– Нужно позвонить в полицию. Нужно вызвать врача.

Я встала и хотела подойти к Амаль, но мадам Фатма была неумолима.

– Вон из кухни!

И мы поплелись за тазами и тряпками. Уборка давалась с большим трудом: руки и ноги тряслись, а зубы выстукивали чечетку у нас обеих. Мы не могли прийти в себя от увиденного. Я не могла понять, почему они не позвонили в полицию, почему не вызвали неотложную помощь. Почему Амаль у соседки, а не в больнице? Зейнеб сказала, что мадам Амаль избил ее муж. Этот шикарный месье Ахмед, этот любезный французский модник зверски изувечил свою жену. Как это возможно? Он же как европеец…

Мы закончили уборку и заперлись в моей комнате. К вечеру к нам пришла мадам Фатма. Она сочла нужным объяснить мне, как иностранке, что же здесь произошло. Амаль совершила страшный проступок. Проступок, который мог вызвать лишь душевные переживания у европейского человека: она изменила мужу с другим мужчиной. Один раз. Однако по законам шариата, а в Марокко шариатский суд, в случае доказательства ее вины Амаль ждала смертная казнь. Муж – человек, лишенный малейших душевных качеств, не стал обращаться в суд (пока). Он стал шантажировать жену изменой, измываться над ней и жестоко избивать за малейшую провинность. Несчастная стала жить в доме как раба. Муж с удовольствием издевался над женщиной, получив в руки самый главный козырь – распоряжаться ее жизнью. И это 1998 год, не древнее средневековье, современная, европеизированная и окультуренная французами страна. Сознание отказывалось признавать тот факт, что рядом с нами жило чудовище, проклятая тварь, которая зверствовала над несчастной женщиной, и никто и ничто не могло его остановить. Их религия и законы были на его стороне и полностью развязали руки садисту. Родители женщины тоже не вмешивались. Раз муж бьет – значит, виновата… Подружки и семья от нее отвернулись. Она совершила ГРЕХ и должна была нести за это наказание. Амаль потеряла честь замужней женщины, и в глазах общества зверство мужа было полностью оправдано. Только мать Зейнеб ее поддерживала и проявляла сочувствие.
● ● ● ●
ЗАДАНИЕ A. Почему, согласно объяснению мадам Фатмы в отрывке об Амаль, Амаль грозила смертная казнь? Ответьте в одном–трех предложениях.
ЗАДАНИЕ B. Допишите следующую часть отрывка об Амаль, начав сразу после его последнего предложения.
Эти данные взяты из другого источника и с отрывком не связаны.

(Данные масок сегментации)
● ● ● ●
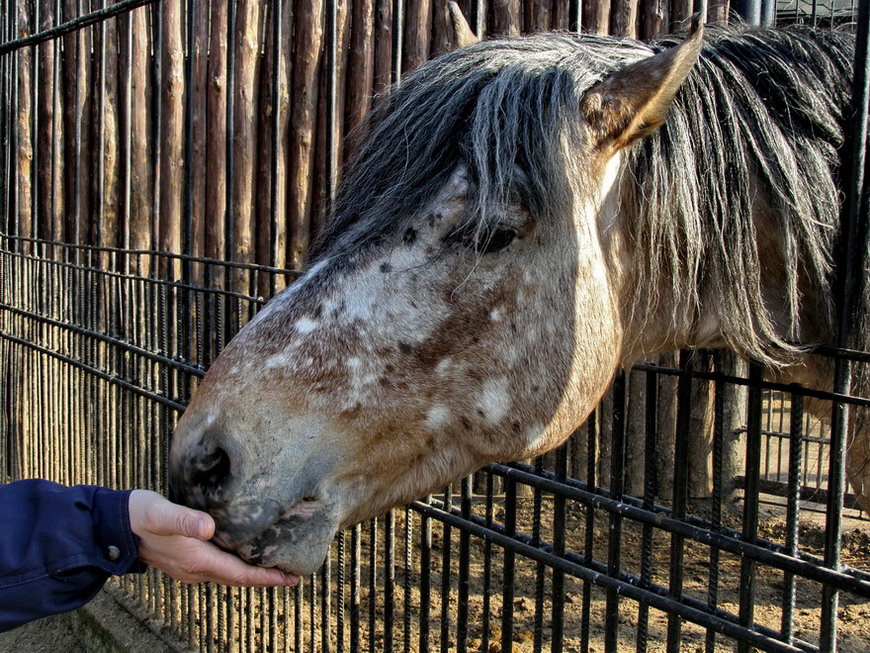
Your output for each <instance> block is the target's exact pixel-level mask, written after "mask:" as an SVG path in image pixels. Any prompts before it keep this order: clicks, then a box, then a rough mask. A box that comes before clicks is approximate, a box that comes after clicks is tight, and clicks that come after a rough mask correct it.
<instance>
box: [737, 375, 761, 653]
mask: <svg viewBox="0 0 870 653" xmlns="http://www.w3.org/2000/svg"><path fill="white" fill-rule="evenodd" d="M762 374H763V371H762V368H761V366H760V365H758V364H757V363H752V364H750V366H749V378H750V380H754V381H760V380H761V378H762ZM762 401H763V398H762V394H761V389H760V387H759V386H758V385H750V386H749V415H748V417H747V426H746V488H745V490H744V492H743V540H744V541H746V542H749V543H752V544H754V543H755V542H756V538H757V537H758V519H759V517H758V494H759V490H758V482H759V475H760V467H761V412H762ZM755 569H756V562H755V560H753V559H751V558H746V557H744V558H743V560H741V563H740V613H739V614H740V623H741V625H743V626H746V627H747V628H749V627H751V626H752V624H753V622H754V614H755V580H756V573H755ZM738 651H740V652H741V653H748V651H749V647H748V645H747V644H746V642H741V643H740V644H739V645H738Z"/></svg>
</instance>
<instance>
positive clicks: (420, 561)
mask: <svg viewBox="0 0 870 653" xmlns="http://www.w3.org/2000/svg"><path fill="white" fill-rule="evenodd" d="M425 502H426V503H432V495H431V494H430V495H429V496H427V497H426V499H425ZM431 591H432V520H431V519H430V518H429V517H427V516H426V515H422V517H421V521H420V643H419V645H418V649H419V651H420V653H429V602H430V601H431V600H432V595H431Z"/></svg>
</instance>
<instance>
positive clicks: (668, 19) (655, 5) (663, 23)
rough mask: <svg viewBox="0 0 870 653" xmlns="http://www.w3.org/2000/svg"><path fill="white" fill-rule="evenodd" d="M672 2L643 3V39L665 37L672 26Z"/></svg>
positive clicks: (651, 1)
mask: <svg viewBox="0 0 870 653" xmlns="http://www.w3.org/2000/svg"><path fill="white" fill-rule="evenodd" d="M670 8H671V3H670V0H646V1H645V2H644V3H643V21H642V22H643V31H642V33H641V35H640V36H641V38H643V39H645V40H648V41H649V40H652V39H655V38H658V37H659V36H663V35H664V34H665V32H667V30H668V27H669V26H670V24H671V21H670V15H671V11H670Z"/></svg>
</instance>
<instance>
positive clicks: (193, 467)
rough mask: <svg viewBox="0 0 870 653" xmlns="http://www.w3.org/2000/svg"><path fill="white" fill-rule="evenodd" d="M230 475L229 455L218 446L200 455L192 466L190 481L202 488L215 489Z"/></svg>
mask: <svg viewBox="0 0 870 653" xmlns="http://www.w3.org/2000/svg"><path fill="white" fill-rule="evenodd" d="M229 477H230V456H229V454H228V453H227V452H226V451H225V450H224V449H221V448H220V447H216V448H215V449H214V451H212V452H210V453H207V454H204V455H202V456H201V457H200V458H199V459H198V460H197V461H196V462H195V463H194V465H193V466H192V469H191V474H190V481H191V483H192V484H193V485H194V486H198V487H199V488H201V489H202V490H206V491H209V490H212V491H213V490H216V489H218V488H220V487H221V486H223V485H224V484H225V483H226V481H227V479H229Z"/></svg>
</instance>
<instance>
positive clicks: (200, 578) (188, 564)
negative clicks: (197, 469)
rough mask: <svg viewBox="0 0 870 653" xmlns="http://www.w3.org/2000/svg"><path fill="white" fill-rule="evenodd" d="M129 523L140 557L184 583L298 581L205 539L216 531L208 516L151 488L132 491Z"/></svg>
mask: <svg viewBox="0 0 870 653" xmlns="http://www.w3.org/2000/svg"><path fill="white" fill-rule="evenodd" d="M130 523H131V526H132V529H133V532H134V533H135V534H136V535H138V536H139V558H140V559H141V560H142V561H143V562H144V563H146V564H148V565H150V566H152V567H156V568H157V569H160V570H161V571H163V572H165V573H167V574H169V575H170V576H172V577H173V578H176V579H178V580H180V581H183V582H185V583H199V582H203V581H214V582H216V583H221V584H224V585H239V586H244V587H270V586H275V585H295V584H296V583H298V582H299V577H298V576H293V575H290V574H285V573H283V572H281V571H279V570H277V569H266V568H263V567H255V566H253V565H249V564H247V563H245V562H243V561H242V560H241V558H238V557H237V556H235V555H232V554H231V553H227V552H225V551H222V550H221V549H219V548H218V547H216V546H215V545H214V544H212V543H211V542H209V541H208V540H210V539H211V537H212V536H213V535H214V529H215V524H214V520H213V519H212V518H211V515H209V514H208V513H205V512H200V511H199V510H193V509H192V508H186V507H184V506H180V505H178V504H175V503H172V502H170V501H169V500H167V499H165V498H164V497H162V496H161V495H159V494H157V493H155V492H149V491H147V490H134V491H133V493H132V494H131V495H130Z"/></svg>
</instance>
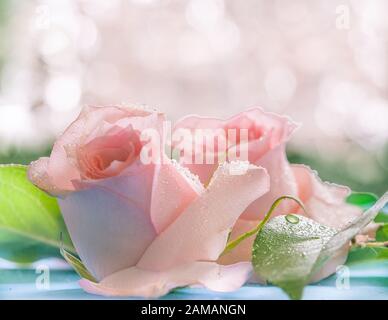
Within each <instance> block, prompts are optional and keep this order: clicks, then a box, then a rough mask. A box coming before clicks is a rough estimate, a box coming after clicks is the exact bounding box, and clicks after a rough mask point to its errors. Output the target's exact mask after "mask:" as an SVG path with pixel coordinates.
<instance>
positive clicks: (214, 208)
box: [28, 106, 270, 297]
● ● ● ●
ОТВЕТ A. Амаль один раз изменила мужу с другим мужчиной. В Марокко действует шариатский суд, и по законам шариата, если ее вина будет доказана, ее ждет смертная казнь.

ОТВЕТ B.
После разговора с мадам Фатмой мы были сами не свои. Я достала из своей сумки бутылку виски, которая была запрятана до дня Х. Этот день настал. Зейнеб принесла две пачки воняющих соломой французских сигарет. Мы сели на балконе, пили виски, курили и тихо плакали. Жалко было Амаль. Очень жалко…

– Я не хочу замуж, Мари, не хочу… Я их боюсь… Ты думаешь, он один такой?!? Тебе повезло, что ты из России. У вас другие законы, у вас все иначе. Вам никто не говорит, что делать, куда идти, что носить. Тебя никто не убьет, если ты заведешь роман с парнем. Хоть у вас и холодно, в вашей России. Зато ты свободна. Понимаешь, свободна, – рыдала моя подруга, глотая горячую жидкость из чайного стакана.

Впервые я видела подругу такой несчастной и опустошенной. В тот день мой благополучный девчачий мир разбился на тысячу радужных осколков, упав на пол, залитый кровью Амаль… Тот день стал для меня точкой невозврата. Он сдернул красивое шелковое покрывало с лика Марокко и показал, как выглядят звери в человеческом обличии и как чудовищна и лжива мораль этого общества. Тогда мне и в голову не приходило, что это – только начало.

Спустя год я сидела в гостиной у себя дома, когда зазвонил телефон. Я взяла трубку. Это была Зейнеб. Она не могла говорить. Зейнеб рыдала, будучи не в состоянии вымолвить ни слова… Я лишь разобрала имя, женское имя: «Амаль»… Амаль не выдержала издевательств мужа, равнодушия окружающих и покончила с собой. Она повесилась. Ее муж получил право распоряжаться ее жизнью, но никто не мог распоряжаться ее смертью. Время своей Смерти она выбрала себе сама. Душа Амаль стала свободной.